## [Assignment]
Exact reproduction, images excluded: write out the records below.

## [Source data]
·····

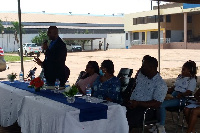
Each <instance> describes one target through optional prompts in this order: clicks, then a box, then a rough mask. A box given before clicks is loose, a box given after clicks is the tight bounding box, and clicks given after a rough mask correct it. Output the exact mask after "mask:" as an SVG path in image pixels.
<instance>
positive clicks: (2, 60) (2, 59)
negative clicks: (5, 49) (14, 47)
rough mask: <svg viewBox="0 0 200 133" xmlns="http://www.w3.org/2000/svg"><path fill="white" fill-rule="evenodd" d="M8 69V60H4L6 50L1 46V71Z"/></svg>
mask: <svg viewBox="0 0 200 133" xmlns="http://www.w3.org/2000/svg"><path fill="white" fill-rule="evenodd" d="M4 70H6V61H5V60H4V51H3V49H2V48H1V47H0V72H2V71H4Z"/></svg>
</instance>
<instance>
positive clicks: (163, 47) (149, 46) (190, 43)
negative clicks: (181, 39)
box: [130, 42, 200, 49]
mask: <svg viewBox="0 0 200 133" xmlns="http://www.w3.org/2000/svg"><path fill="white" fill-rule="evenodd" d="M160 48H161V49H186V45H185V43H184V42H174V43H169V44H161V45H160ZM130 49H158V45H133V46H131V48H130ZM187 49H200V43H187Z"/></svg>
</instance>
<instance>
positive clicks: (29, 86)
mask: <svg viewBox="0 0 200 133" xmlns="http://www.w3.org/2000/svg"><path fill="white" fill-rule="evenodd" d="M43 85H44V82H43V81H42V79H41V78H40V77H37V78H34V79H33V80H31V82H30V84H29V86H28V87H32V88H33V87H34V88H35V90H36V89H40V88H41V87H43Z"/></svg>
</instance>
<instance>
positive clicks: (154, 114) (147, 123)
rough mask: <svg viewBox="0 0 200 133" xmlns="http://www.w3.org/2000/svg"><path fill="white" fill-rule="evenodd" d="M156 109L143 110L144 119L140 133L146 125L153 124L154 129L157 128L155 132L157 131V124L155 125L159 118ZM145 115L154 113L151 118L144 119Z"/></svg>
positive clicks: (152, 114)
mask: <svg viewBox="0 0 200 133" xmlns="http://www.w3.org/2000/svg"><path fill="white" fill-rule="evenodd" d="M158 112H159V111H158V109H154V108H147V109H146V110H145V111H144V120H143V125H142V133H144V131H145V130H144V128H145V126H147V125H155V126H156V129H157V133H158V132H159V131H158V126H157V125H156V123H159V121H160V119H159V114H158ZM147 115H154V117H152V119H150V120H146V118H147Z"/></svg>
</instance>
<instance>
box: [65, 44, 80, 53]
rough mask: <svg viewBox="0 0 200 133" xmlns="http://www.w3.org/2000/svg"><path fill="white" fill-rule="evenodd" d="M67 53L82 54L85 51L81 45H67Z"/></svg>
mask: <svg viewBox="0 0 200 133" xmlns="http://www.w3.org/2000/svg"><path fill="white" fill-rule="evenodd" d="M66 47H67V51H71V52H77V51H78V52H81V51H82V50H83V49H82V47H81V46H80V45H75V44H67V46H66Z"/></svg>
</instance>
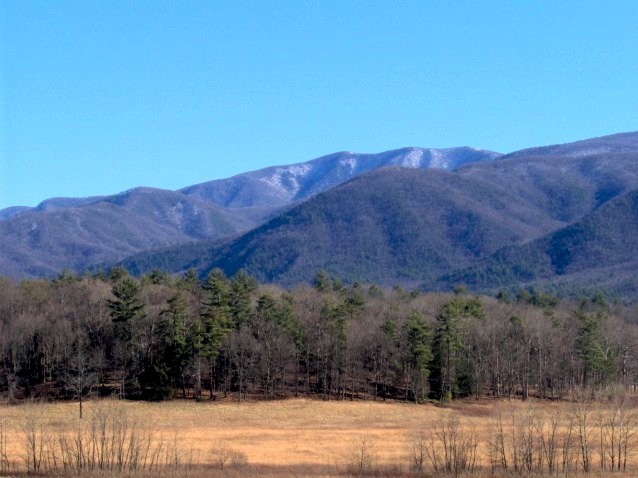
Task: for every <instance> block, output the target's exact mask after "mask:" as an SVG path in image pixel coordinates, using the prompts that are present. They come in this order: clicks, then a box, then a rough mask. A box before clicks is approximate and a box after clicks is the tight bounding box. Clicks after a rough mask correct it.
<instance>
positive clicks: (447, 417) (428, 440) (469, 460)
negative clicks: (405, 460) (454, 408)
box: [410, 416, 478, 475]
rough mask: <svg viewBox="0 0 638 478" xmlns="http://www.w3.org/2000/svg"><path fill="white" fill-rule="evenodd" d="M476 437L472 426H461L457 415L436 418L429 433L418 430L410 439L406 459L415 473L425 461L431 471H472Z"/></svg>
mask: <svg viewBox="0 0 638 478" xmlns="http://www.w3.org/2000/svg"><path fill="white" fill-rule="evenodd" d="M477 449H478V440H477V437H476V433H475V431H474V429H472V428H469V429H468V428H465V427H463V426H461V424H460V422H459V419H458V417H455V416H450V417H446V418H443V419H441V420H440V421H439V422H437V423H436V424H435V425H434V427H433V429H432V430H431V431H430V433H428V434H425V433H424V432H420V433H418V434H417V435H416V436H415V437H414V440H413V444H412V450H411V454H410V458H411V459H410V461H411V465H412V469H413V470H414V471H416V472H418V473H423V472H425V471H426V469H427V467H428V465H429V466H431V468H432V470H433V471H434V472H435V473H452V474H454V475H459V474H461V473H472V472H474V471H475V469H476V466H477Z"/></svg>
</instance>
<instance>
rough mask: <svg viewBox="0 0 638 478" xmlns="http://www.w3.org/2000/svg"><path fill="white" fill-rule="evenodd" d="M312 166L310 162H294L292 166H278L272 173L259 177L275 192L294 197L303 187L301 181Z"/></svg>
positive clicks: (278, 193)
mask: <svg viewBox="0 0 638 478" xmlns="http://www.w3.org/2000/svg"><path fill="white" fill-rule="evenodd" d="M310 169H311V167H310V165H308V164H293V165H292V166H287V167H281V168H276V169H275V172H274V173H273V174H271V175H267V176H263V177H261V178H259V181H261V182H263V183H265V184H267V185H268V186H270V187H271V188H272V189H274V190H275V192H276V193H277V194H279V195H281V196H283V197H292V196H294V195H295V194H296V193H297V191H299V189H300V188H301V182H302V181H303V179H304V178H305V177H306V176H307V175H308V172H309V171H310Z"/></svg>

·····

## [Response to this task]
Each <instance> describes one target through optional prompts in this order: clicks, then a box, then a rough mask. A box given before clicks is loose, a box given after clicks is the tight bounding box, and clicks given after a rough mask correct it. Output the exact mask after "mask:" as an SVG path in image pixels.
<instance>
positive clicks: (2, 60) (2, 59)
negative clicks: (5, 49) (14, 47)
rough mask: <svg viewBox="0 0 200 133" xmlns="http://www.w3.org/2000/svg"><path fill="white" fill-rule="evenodd" d="M8 69V60H4L6 50L1 46V71Z"/></svg>
mask: <svg viewBox="0 0 200 133" xmlns="http://www.w3.org/2000/svg"><path fill="white" fill-rule="evenodd" d="M4 70H6V61H5V60H4V51H3V49H2V48H1V47H0V72H2V71H4Z"/></svg>
</instance>
<instance>
positive clicks: (163, 47) (149, 46) (190, 43)
negative clicks: (181, 39)
box: [130, 42, 200, 49]
mask: <svg viewBox="0 0 200 133" xmlns="http://www.w3.org/2000/svg"><path fill="white" fill-rule="evenodd" d="M160 48H161V49H186V45H185V43H184V42H174V43H169V44H161V45H160ZM130 49H158V45H133V46H131V48H130ZM187 49H200V43H187Z"/></svg>
</instance>
<instance>
positive clicks: (29, 86)
mask: <svg viewBox="0 0 200 133" xmlns="http://www.w3.org/2000/svg"><path fill="white" fill-rule="evenodd" d="M43 85H44V82H43V81H42V79H41V78H40V77H37V78H34V79H33V80H31V82H30V84H29V86H28V87H32V88H33V87H34V88H35V90H36V89H40V88H41V87H43Z"/></svg>
</instance>
<instance>
positive clicks: (154, 114) (147, 123)
rough mask: <svg viewBox="0 0 200 133" xmlns="http://www.w3.org/2000/svg"><path fill="white" fill-rule="evenodd" d="M156 109L143 110L144 119L140 133L146 125L153 124L154 129L157 128L155 132L157 131V124L155 125L159 118ZM145 115L154 113L151 118L144 119Z"/></svg>
positive clicks: (152, 114)
mask: <svg viewBox="0 0 200 133" xmlns="http://www.w3.org/2000/svg"><path fill="white" fill-rule="evenodd" d="M158 112H159V111H158V109H154V108H147V109H146V110H145V111H144V120H143V125H142V133H144V131H145V130H144V128H145V126H147V125H155V126H156V129H157V133H158V132H159V131H158V126H157V125H156V123H159V121H160V119H159V114H158ZM147 115H154V117H152V119H150V120H146V118H147Z"/></svg>
</instance>
<instance>
box: [65, 44, 80, 53]
rough mask: <svg viewBox="0 0 200 133" xmlns="http://www.w3.org/2000/svg"><path fill="white" fill-rule="evenodd" d="M67 53L82 54L85 51L81 45H67Z"/></svg>
mask: <svg viewBox="0 0 200 133" xmlns="http://www.w3.org/2000/svg"><path fill="white" fill-rule="evenodd" d="M66 47H67V51H71V52H77V51H78V52H81V51H82V50H83V49H82V47H81V46H80V45H75V44H67V46H66Z"/></svg>
</instance>
Task: for every <instance> block, output the target's exact mask after "mask:" as an SVG path in image pixel coordinates, using the prompts that are present. They come in this order: clicks, then a box, then a rough mask. A box before clicks is approximate and a box after clicks is the tight bounding box. Clicks after a rough mask correct it.
<instance>
positive clicks: (447, 417) (428, 440) (469, 460)
negative clicks: (405, 460) (454, 408)
box: [410, 416, 478, 475]
rough mask: <svg viewBox="0 0 638 478" xmlns="http://www.w3.org/2000/svg"><path fill="white" fill-rule="evenodd" d="M476 437L472 426H461L457 415L436 418L429 433L418 430L410 439L406 459L415 473L425 461L431 471H472Z"/></svg>
mask: <svg viewBox="0 0 638 478" xmlns="http://www.w3.org/2000/svg"><path fill="white" fill-rule="evenodd" d="M477 449H478V440H477V437H476V433H475V431H474V429H472V428H469V429H468V428H465V427H463V426H461V424H460V422H459V419H458V417H455V416H450V417H446V418H443V419H441V420H440V421H439V422H437V423H436V424H435V425H434V427H433V429H432V430H431V431H430V433H428V434H425V433H424V432H420V433H418V434H417V435H416V436H415V437H414V440H413V444H412V450H411V454H410V458H411V459H410V461H411V465H412V469H413V470H414V471H416V472H418V473H423V472H425V471H426V469H427V467H428V465H429V466H431V468H432V470H433V471H434V472H435V473H452V474H454V475H459V474H461V473H472V472H474V471H475V469H476V466H477Z"/></svg>
</instance>
<instance>
rough mask: <svg viewBox="0 0 638 478" xmlns="http://www.w3.org/2000/svg"><path fill="white" fill-rule="evenodd" d="M312 166L310 162H294L292 166H278L272 173L259 177L275 192L294 197L303 187L301 181Z"/></svg>
positive clicks: (278, 193)
mask: <svg viewBox="0 0 638 478" xmlns="http://www.w3.org/2000/svg"><path fill="white" fill-rule="evenodd" d="M310 169H311V167H310V165H308V164H293V165H292V166H287V167H281V168H276V169H275V172H274V173H273V174H271V175H267V176H263V177H261V178H259V181H261V182H263V183H265V184H267V185H268V186H270V187H271V188H272V189H274V190H275V192H276V193H277V194H279V195H281V196H283V197H292V196H294V195H295V194H296V193H297V191H299V189H300V188H301V182H302V181H303V179H304V178H305V177H306V176H307V175H308V172H309V171H310Z"/></svg>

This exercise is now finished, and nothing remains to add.